Task data -
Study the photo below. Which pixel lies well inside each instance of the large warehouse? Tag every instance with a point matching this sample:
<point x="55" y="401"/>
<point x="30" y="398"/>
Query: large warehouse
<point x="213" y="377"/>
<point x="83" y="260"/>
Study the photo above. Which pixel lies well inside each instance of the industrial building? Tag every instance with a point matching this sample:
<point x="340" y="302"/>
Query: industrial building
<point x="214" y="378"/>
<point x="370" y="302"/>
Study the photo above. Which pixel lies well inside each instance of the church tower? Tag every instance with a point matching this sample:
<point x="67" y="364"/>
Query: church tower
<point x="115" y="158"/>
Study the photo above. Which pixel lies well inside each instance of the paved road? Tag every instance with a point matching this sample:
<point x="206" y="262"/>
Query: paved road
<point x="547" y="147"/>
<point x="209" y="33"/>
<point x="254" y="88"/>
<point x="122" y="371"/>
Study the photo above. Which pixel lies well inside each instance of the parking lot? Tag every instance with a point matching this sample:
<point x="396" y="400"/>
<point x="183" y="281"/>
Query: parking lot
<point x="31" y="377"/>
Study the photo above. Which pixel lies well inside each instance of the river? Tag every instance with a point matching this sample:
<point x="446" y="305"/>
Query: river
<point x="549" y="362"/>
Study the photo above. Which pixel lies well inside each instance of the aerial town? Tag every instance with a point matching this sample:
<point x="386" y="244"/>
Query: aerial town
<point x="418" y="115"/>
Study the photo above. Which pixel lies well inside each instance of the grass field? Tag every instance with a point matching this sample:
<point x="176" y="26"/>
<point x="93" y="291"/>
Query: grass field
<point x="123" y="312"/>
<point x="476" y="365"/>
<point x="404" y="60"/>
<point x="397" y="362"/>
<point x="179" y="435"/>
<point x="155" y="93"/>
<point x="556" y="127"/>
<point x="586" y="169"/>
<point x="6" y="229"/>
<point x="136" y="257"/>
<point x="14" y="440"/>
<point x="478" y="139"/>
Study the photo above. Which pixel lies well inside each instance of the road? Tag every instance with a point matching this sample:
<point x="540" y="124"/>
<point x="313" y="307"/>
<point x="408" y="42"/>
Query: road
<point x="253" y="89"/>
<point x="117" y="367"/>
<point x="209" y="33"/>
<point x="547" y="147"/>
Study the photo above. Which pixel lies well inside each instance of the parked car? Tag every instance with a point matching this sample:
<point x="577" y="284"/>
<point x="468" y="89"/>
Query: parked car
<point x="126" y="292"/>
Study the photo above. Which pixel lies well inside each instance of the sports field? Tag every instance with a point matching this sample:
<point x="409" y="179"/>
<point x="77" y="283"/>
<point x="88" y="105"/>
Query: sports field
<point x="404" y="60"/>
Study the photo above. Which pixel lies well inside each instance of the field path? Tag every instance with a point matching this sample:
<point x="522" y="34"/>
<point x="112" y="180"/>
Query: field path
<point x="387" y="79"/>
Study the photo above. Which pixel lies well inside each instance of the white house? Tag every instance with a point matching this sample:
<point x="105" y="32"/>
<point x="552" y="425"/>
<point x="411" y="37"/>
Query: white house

Prompt -
Retype the lines word for word, beginning at the line that contains "of the aerial" and stopping after the last line of the records.

Solution to the problem -
Study the photo above. Which pixel lies well inside each instance of the aerial town? Tag every instance with a point matching this sample:
<point x="386" y="244"/>
Query: aerial town
<point x="418" y="115"/>
Study the photo above. Which pixel lies well inside each instance of the grass field? Tag every instance with a point matching this sample:
<point x="176" y="26"/>
<point x="93" y="291"/>
Query: grass field
<point x="123" y="312"/>
<point x="476" y="365"/>
<point x="404" y="60"/>
<point x="397" y="362"/>
<point x="179" y="435"/>
<point x="155" y="93"/>
<point x="556" y="127"/>
<point x="586" y="169"/>
<point x="6" y="229"/>
<point x="136" y="257"/>
<point x="14" y="440"/>
<point x="478" y="139"/>
Study the photo above. Which pixel lies well inside each instance of the road? Tag every instance with a point matching this sample:
<point x="540" y="124"/>
<point x="313" y="307"/>
<point x="408" y="42"/>
Query: road
<point x="253" y="89"/>
<point x="117" y="367"/>
<point x="209" y="33"/>
<point x="547" y="147"/>
Study the photo above. Which pixel lies well inside each instance of the parked car? Tag every instance with a point matching this sample:
<point x="577" y="284"/>
<point x="468" y="89"/>
Query: parked car
<point x="126" y="292"/>
Study the photo above. Which pixel lies well inside each instance of the sports field? Tag every instance with a point matching this sample:
<point x="409" y="179"/>
<point x="77" y="283"/>
<point x="88" y="105"/>
Query: sports field
<point x="404" y="60"/>
Study the photo above. Which pixel lies well inside each instance of the field path? Tag every instance with a point matching this sample:
<point x="522" y="34"/>
<point x="112" y="180"/>
Query: field path
<point x="387" y="79"/>
Study the photo above. Which pixel lies well inside each instance of the white house? Tag every instance with a point matching this sample:
<point x="105" y="32"/>
<point x="552" y="425"/>
<point x="411" y="37"/>
Query: white house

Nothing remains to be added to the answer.